--- RECORD SET Enclosed Below ---

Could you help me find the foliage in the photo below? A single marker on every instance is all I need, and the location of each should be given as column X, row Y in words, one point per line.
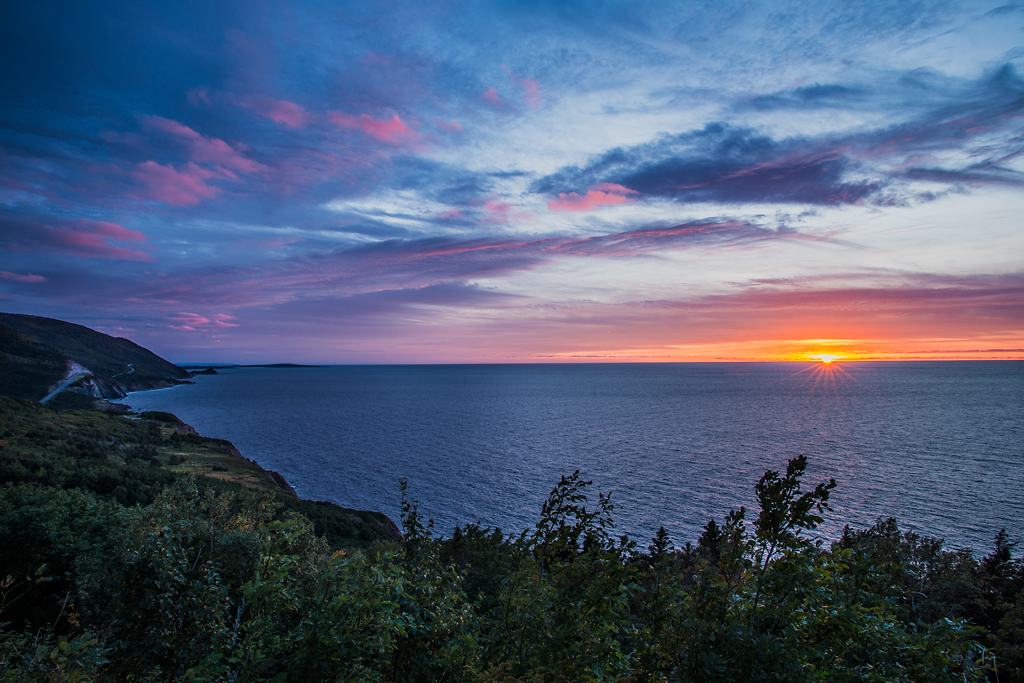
column 216, row 585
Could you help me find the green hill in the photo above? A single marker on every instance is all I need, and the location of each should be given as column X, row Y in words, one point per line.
column 37, row 352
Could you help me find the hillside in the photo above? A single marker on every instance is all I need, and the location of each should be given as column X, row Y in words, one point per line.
column 36, row 353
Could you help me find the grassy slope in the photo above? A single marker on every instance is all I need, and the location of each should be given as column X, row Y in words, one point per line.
column 131, row 461
column 105, row 355
column 27, row 368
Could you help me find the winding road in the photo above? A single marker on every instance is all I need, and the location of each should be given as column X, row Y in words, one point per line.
column 71, row 380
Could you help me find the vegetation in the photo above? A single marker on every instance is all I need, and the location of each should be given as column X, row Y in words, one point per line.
column 131, row 461
column 225, row 585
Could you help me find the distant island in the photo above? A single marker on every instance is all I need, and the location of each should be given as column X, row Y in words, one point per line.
column 74, row 370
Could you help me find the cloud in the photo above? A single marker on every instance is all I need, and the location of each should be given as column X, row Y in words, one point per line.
column 205, row 150
column 90, row 239
column 530, row 88
column 491, row 96
column 603, row 194
column 721, row 164
column 280, row 111
column 196, row 323
column 392, row 131
column 965, row 136
column 183, row 185
column 13, row 276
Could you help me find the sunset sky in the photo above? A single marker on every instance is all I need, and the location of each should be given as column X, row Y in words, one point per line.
column 513, row 182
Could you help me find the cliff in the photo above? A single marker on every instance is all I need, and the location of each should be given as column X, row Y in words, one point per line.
column 39, row 354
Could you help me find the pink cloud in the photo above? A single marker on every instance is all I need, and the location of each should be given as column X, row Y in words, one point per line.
column 604, row 194
column 197, row 323
column 181, row 186
column 93, row 239
column 491, row 96
column 391, row 130
column 13, row 276
column 450, row 126
column 280, row 111
column 205, row 150
column 453, row 214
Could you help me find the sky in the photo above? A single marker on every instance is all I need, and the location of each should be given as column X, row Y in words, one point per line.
column 518, row 181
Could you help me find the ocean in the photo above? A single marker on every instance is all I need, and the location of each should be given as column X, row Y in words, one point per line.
column 937, row 444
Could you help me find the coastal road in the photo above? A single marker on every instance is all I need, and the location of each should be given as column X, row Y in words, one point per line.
column 71, row 380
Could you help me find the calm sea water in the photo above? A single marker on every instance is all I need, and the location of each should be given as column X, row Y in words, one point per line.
column 939, row 445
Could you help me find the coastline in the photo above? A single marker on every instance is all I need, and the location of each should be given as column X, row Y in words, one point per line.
column 219, row 460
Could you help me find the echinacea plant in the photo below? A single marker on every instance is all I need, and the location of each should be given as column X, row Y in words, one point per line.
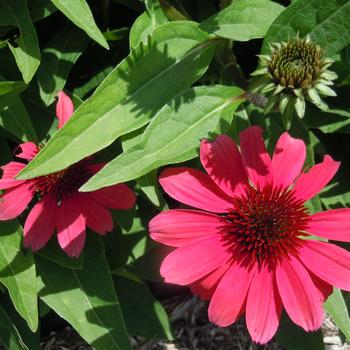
column 59, row 206
column 295, row 71
column 246, row 247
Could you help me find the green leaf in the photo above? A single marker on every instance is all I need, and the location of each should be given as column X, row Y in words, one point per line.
column 58, row 58
column 79, row 13
column 130, row 96
column 243, row 20
column 40, row 9
column 30, row 339
column 174, row 135
column 86, row 298
column 17, row 272
column 332, row 120
column 292, row 337
column 5, row 154
column 26, row 48
column 12, row 87
column 145, row 24
column 325, row 21
column 9, row 336
column 15, row 119
column 144, row 315
column 53, row 252
column 337, row 309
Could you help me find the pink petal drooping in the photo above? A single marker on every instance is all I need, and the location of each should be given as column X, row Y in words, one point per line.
column 246, row 246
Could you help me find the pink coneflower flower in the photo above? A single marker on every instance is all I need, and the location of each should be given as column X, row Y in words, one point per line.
column 60, row 206
column 246, row 248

--- End of Enclosed RECORD SET ---

• [TASK DIRECTIONS]
Every line from the one with "Could you help me find the green leaf" to the end of the records above should be returned exactly, and no other lines.

• [FINAL ANSWER]
Could you help me find the green leaf in the photo above? A single marker on every instance is all I need, and the location of each should be given as column X, row Y in words, one point per line.
column 58, row 58
column 79, row 13
column 130, row 96
column 243, row 20
column 40, row 9
column 30, row 339
column 174, row 135
column 86, row 298
column 17, row 272
column 332, row 120
column 292, row 337
column 5, row 154
column 26, row 48
column 12, row 87
column 145, row 24
column 325, row 21
column 9, row 336
column 15, row 119
column 144, row 315
column 53, row 252
column 337, row 309
Could you help me find the pink petal drooping in the photo above? A single marker on every instance is all I need, and the location of each should be given as column X, row Y in words, one point per line.
column 246, row 246
Could you help me find the pink coneflower flower in the photo above? A single marker on every instance is all I need, and the location of each should be given as column X, row Y in words, one point per line.
column 60, row 206
column 246, row 248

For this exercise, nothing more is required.